WRITTEN TASK: Report each line of the items below that contains the string "clicks". Case counts.

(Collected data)
==========
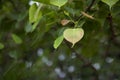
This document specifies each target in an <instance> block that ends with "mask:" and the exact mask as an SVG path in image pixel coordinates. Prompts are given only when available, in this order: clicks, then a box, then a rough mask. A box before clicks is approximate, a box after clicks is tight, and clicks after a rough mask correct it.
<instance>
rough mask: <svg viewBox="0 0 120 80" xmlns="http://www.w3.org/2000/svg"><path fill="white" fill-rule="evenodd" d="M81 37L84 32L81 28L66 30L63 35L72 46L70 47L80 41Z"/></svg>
mask: <svg viewBox="0 0 120 80" xmlns="http://www.w3.org/2000/svg"><path fill="white" fill-rule="evenodd" d="M83 35H84V30H83V29H82V28H75V29H66V30H65V31H64V33H63V36H64V38H65V39H66V40H67V41H69V42H71V43H72V44H73V45H72V47H73V46H74V45H75V43H77V42H78V41H79V40H81V39H82V37H83Z"/></svg>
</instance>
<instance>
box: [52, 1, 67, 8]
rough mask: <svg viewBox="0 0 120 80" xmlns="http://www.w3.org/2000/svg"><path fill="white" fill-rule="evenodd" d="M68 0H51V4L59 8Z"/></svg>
mask: <svg viewBox="0 0 120 80" xmlns="http://www.w3.org/2000/svg"><path fill="white" fill-rule="evenodd" d="M67 1H68V0H50V3H51V4H53V5H55V6H58V7H59V8H60V7H61V6H63V5H64V4H66V3H67Z"/></svg>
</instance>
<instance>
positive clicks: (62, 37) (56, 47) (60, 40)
==========
RESPONSE AREA:
This document specifies each target in an <instance> block that ends with "mask:" and the exact mask as an SVG path in image pixel coordinates. Prompts are given only when available, in this order: clicks, then a box, then a rough mask. A box before clicks is approximate, a box after clicks is tight, and clicks after a rough mask correct it.
positive clicks: (62, 37) (56, 47) (60, 40)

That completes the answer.